Относительный характер метода проявляется, во-вторых, в символизации предмета рефлексии. Будучи извлеченным из привычного множества и контекстов и вовлеченным в субъектное сознание, он оказывается в силовом поле всеобщих связей авторского мирообраза, и в этом новом, инаковом континууме обретает иное содержание и иной смысл. Интровертное рефлектирование объекта предполагает обогащение его новыми отношениями и контекстами, которые в сравнении с его прошлым существованием представляются случайными и непредсказуемыми, но в реальности авторского сознания с его собственными детерминантами - вероятностными, оналиченными и сопереживаемыми. Однако в иных условиях или в горизонте другого авторского сознания объект мог бы приобрести и другие предметные свойства и признаки. Литературоведческое сравнение авторизованного объекта с его «прототипом» выявляет степень и характер происшедшей метаморфозы, т.е. содержание метода, а с его вариативными двойниками - относительность метода, его специфичность [Для умозрительного удобства можно подсказать образ раковины в мировой поэзии ХХ века: «Раковина» РДарио (Никарагуа), «Морская раковина» Д. Пагиса (Израиль), «Раковина» Д. Стивенса (Ирландия), «Раковина» О. Мандельштама, «Раковина» В. Шаламова, «Волны бегут, белый песок лаская…» Н. Матвеевой и т.д.].

О жанре. Возникший в ситуации парадигматического перехода от мифологического сознания к рефлективному и принявший от архаического ритуала ответственность за традиционализацию человеческой жизни, жанр сохраняет это свое, генетически обусловленное, предназначение и в онтогенезе произведения. Его сверхзадача как «формы видения и понимания. действительности» [13, 420] заключается в соотнесении объекта рефлексии с общей, «роевой» жизнью мирового или национального коллектива для проявки и культивирования в нем профильного, родового, узнаваемого, тем самым как бы приуготовляя его для возврата самой действительности, но уже в типологизированном виде. Это преобразование объекта в жанровое событие также носит относительный характер, поскольку связано с соответствующим выбором конкретной жанровой формы существования объекта, исключающим, но актуализируемым иные как его вариативные возможности. Если говорить о классическом периоде жизни жанра, периоде «рефлективного традиционализма» (С. Аверинцев), то эти возможности регламентировались жанровой системой. Постклассицистический же период с его практической модернизацией жанра и установкой на жанровый синтез, призванный заменить жанровую систему, а тем более постмодернизм с его игровой манипуляцией классическими формами, выработал особые отношения к самому жанровому выбору. Можно, не используя потенциал ни одной из известных жанровых матриц, сохранить опосредованную причастность жанровой традиции, а именно, продемонстрировать авторские возможности жанровой памяти, например, в жанровой аллюзии или жанровом пастише. Но в любом случае, даже если автор соблюдает нейтралитет к жанровой традиции и вполне обходится методом и стилем для авторизированного существования рефлектируемого объекта, литературовед в предлагаемых обстоятельствах целостного анализа текста обязан произвести мнемоническую актуализацию всей литературной геносферы для осознания этого факта, для осознания непосредственной (классической) или опосредованной (неклассической) относительности жанрового выбора.

[Задание 1]
Кому в исходном тексте приписано выражение «рефлективного традиционализма»?
[Задание 2]
Подставьте «oak tree» вместо «green tree» в той части строк, которая открывается строкой с «# segment --target green tree» и закрывается строкой с «[[[346,51],[344,43],[341,41],[335,41],[331,45],[331,51]]]», и приведите только эту часть, больше ничего не меняя.
Исходный текст и строки взяты из разных источников.

[Строки]
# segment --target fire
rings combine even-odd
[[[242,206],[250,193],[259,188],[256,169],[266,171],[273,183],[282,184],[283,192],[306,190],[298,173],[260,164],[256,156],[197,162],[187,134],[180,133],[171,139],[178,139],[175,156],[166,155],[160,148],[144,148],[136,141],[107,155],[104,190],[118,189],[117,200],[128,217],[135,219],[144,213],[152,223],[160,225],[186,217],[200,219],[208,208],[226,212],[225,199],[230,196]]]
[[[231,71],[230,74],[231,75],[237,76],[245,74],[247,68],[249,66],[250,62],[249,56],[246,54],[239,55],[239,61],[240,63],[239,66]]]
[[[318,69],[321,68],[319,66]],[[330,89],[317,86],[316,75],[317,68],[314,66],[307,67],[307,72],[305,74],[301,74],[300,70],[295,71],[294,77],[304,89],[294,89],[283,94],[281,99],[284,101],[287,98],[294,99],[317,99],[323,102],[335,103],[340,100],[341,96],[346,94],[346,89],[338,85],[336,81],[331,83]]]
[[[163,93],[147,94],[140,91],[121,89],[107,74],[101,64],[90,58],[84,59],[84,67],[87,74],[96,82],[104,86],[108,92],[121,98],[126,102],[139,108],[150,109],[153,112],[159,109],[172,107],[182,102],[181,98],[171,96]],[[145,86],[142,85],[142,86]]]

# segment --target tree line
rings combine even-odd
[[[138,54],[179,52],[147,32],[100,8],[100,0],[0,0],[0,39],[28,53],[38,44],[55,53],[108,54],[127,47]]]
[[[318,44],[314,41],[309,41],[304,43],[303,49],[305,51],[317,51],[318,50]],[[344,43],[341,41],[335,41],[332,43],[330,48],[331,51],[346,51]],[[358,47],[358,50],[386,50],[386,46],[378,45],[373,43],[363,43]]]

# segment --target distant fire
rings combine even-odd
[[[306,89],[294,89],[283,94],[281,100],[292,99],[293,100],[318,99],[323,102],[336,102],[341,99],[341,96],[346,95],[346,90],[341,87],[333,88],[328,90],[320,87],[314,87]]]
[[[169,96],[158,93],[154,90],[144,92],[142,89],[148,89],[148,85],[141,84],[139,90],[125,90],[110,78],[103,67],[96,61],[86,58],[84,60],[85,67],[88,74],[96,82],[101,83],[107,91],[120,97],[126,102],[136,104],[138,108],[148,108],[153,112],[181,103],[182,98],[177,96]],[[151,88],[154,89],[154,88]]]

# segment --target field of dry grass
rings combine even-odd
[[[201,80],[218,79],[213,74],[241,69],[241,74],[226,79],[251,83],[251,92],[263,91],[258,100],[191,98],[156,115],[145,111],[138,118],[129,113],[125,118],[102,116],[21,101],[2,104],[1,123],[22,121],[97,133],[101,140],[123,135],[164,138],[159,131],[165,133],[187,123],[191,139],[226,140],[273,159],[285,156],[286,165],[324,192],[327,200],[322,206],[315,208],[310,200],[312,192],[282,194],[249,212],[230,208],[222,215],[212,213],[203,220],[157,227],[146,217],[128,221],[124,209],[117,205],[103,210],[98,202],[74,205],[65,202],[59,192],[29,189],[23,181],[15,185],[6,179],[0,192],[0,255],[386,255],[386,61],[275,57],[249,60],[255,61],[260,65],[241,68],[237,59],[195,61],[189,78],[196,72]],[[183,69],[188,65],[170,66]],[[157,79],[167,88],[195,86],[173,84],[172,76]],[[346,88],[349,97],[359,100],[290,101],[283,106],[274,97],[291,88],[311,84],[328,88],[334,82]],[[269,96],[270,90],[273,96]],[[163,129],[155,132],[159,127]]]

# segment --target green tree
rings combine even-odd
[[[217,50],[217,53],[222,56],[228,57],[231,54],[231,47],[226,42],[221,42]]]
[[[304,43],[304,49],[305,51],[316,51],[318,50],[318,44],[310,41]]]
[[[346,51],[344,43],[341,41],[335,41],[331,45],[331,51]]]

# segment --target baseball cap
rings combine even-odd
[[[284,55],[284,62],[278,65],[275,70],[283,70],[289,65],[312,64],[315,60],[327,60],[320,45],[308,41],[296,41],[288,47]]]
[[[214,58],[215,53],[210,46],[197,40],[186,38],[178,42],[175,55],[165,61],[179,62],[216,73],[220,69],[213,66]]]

[Итоговый ответ 1]
С. Аверинцеву.

[Итоговый ответ 2]
# segment --target oak tree
rings combine even-odd
[[[217,50],[217,53],[222,56],[228,57],[231,54],[231,47],[226,42],[221,42]]]
[[[304,43],[304,49],[305,51],[316,51],[318,50],[318,44],[310,41]]]
[[[346,51],[344,43],[341,41],[335,41],[331,45],[331,51]]]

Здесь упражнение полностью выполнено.